## Exercise goal
Write out the rows word for word, starting with the very first line and going on through the line that contains "[210,485,288,557]", including that line.

Rows of box annotation data
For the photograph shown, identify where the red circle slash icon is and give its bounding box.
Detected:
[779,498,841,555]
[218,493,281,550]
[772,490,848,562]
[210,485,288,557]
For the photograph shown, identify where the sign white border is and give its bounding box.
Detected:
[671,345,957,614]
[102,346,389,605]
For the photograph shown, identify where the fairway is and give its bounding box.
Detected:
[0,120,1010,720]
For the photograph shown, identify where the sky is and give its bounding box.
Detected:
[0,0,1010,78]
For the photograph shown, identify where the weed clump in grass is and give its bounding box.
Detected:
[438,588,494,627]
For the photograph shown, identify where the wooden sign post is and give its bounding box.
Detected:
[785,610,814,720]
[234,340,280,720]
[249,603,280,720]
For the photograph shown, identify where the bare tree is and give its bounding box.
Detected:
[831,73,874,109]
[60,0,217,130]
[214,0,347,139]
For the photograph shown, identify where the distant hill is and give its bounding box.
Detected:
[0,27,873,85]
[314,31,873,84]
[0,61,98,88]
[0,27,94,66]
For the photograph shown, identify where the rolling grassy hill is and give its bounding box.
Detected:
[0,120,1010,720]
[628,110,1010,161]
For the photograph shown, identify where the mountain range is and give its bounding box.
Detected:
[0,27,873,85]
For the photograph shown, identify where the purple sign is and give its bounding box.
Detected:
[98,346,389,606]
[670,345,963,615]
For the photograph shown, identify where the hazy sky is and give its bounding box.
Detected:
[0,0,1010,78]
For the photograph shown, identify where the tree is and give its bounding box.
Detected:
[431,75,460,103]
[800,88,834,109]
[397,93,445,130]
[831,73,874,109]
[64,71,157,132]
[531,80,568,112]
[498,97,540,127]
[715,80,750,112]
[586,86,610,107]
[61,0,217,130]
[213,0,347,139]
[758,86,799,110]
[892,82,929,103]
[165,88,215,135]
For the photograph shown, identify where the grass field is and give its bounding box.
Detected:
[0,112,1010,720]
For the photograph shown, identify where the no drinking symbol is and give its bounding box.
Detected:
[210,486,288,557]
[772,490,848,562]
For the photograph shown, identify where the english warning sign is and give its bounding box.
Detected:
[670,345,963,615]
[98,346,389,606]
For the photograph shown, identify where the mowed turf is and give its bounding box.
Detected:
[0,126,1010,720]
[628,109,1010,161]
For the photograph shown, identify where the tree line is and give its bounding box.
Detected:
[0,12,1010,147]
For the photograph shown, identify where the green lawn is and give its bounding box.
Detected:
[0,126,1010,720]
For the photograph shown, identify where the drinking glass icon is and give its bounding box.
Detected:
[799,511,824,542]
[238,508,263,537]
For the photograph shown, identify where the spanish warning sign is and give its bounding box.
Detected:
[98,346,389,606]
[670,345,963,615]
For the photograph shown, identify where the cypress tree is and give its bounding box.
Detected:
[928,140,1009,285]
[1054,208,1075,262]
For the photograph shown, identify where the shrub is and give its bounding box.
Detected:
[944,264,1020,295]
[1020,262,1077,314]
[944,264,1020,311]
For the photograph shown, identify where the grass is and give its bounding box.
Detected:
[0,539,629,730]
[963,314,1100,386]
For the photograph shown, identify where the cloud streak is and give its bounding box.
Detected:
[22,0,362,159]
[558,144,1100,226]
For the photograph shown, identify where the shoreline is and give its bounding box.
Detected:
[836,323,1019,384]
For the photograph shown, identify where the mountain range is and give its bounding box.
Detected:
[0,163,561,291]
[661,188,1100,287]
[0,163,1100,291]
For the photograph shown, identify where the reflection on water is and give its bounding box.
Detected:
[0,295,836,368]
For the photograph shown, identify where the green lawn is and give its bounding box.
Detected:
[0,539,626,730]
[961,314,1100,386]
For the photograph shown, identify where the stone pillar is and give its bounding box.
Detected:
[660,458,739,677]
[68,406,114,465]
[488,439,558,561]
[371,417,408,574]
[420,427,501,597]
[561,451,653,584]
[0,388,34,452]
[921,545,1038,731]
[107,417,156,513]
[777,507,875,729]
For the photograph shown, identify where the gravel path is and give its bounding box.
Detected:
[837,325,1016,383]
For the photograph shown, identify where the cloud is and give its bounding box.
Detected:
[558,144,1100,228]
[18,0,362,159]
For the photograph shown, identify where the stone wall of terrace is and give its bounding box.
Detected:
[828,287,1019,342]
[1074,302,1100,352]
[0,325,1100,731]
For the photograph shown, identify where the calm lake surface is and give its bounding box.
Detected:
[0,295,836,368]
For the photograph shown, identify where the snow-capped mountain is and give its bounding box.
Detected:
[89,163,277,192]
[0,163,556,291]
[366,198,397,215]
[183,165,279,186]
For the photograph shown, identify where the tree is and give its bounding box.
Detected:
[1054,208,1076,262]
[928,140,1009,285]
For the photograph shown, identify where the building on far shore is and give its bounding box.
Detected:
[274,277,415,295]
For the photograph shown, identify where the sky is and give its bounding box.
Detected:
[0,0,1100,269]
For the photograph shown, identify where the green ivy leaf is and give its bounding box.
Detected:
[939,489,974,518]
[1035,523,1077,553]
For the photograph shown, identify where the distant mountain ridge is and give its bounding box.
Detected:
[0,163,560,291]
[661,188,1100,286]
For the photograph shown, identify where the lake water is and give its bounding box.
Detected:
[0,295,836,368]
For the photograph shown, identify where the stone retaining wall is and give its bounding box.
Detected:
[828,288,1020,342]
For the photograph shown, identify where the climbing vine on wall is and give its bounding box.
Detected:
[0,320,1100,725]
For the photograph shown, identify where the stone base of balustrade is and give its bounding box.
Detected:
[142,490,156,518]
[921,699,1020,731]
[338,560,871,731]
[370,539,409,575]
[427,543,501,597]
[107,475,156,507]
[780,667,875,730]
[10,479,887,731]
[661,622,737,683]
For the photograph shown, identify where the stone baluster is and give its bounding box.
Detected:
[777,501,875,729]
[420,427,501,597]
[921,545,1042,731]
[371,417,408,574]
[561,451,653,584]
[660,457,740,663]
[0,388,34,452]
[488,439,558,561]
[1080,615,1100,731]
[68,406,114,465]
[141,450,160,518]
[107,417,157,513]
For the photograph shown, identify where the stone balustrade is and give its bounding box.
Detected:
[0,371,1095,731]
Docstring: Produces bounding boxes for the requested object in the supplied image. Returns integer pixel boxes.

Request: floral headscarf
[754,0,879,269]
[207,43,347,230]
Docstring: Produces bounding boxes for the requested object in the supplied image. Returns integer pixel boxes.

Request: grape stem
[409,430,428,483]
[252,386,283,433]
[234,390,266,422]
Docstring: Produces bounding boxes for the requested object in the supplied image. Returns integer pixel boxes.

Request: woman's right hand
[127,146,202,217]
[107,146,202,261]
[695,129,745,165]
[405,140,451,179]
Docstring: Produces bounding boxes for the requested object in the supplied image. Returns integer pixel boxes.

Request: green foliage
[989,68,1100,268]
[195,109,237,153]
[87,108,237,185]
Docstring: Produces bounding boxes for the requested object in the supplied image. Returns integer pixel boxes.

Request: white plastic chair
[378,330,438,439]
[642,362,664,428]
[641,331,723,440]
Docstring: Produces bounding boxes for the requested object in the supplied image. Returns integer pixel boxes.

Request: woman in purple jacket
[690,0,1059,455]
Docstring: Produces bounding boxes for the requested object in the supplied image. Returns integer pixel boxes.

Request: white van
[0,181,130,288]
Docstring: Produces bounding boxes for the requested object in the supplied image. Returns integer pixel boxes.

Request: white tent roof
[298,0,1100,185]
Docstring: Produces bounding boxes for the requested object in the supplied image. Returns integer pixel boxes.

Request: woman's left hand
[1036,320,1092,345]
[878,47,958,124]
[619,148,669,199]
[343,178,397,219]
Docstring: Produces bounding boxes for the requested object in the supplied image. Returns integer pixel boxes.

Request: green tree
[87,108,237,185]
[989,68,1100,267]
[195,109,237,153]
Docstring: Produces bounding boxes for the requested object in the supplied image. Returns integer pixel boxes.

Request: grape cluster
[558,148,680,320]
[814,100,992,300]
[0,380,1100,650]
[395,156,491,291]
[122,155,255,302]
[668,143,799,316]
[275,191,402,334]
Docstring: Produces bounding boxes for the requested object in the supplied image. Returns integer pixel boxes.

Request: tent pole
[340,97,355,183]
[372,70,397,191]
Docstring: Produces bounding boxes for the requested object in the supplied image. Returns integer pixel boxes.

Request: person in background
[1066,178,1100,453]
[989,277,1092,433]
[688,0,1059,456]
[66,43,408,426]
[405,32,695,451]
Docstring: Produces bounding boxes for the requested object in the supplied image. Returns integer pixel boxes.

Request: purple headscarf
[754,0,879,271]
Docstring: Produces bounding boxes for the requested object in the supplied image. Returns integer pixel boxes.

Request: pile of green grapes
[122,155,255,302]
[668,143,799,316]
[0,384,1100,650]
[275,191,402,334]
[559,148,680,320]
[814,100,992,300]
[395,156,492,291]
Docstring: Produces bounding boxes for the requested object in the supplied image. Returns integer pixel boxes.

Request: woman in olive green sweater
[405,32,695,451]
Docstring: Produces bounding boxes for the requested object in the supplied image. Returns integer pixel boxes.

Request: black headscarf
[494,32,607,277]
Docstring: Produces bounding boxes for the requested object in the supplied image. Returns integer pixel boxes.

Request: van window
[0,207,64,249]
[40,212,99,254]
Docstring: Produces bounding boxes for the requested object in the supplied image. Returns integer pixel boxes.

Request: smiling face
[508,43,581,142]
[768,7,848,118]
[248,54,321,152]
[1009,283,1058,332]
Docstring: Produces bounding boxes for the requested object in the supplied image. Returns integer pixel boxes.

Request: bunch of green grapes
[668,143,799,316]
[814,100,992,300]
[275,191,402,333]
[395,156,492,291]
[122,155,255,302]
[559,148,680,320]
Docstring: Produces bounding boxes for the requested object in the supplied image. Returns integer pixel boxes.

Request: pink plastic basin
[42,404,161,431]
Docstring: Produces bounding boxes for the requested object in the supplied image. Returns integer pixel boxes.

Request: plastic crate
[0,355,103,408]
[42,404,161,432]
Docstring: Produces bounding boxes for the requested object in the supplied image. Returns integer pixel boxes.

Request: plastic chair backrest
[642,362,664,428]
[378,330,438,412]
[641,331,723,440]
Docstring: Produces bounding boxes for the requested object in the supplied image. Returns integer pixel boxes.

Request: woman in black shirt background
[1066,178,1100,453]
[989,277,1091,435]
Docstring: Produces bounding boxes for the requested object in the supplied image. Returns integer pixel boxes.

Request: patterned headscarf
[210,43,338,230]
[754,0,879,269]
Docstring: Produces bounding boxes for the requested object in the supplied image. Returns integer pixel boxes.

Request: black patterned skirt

## Answer to the task
For the photograph shown, identify where the red circle slash icon is and give its bounding box.
Detected:
[779,498,841,555]
[218,493,281,550]
[772,490,848,562]
[210,485,288,557]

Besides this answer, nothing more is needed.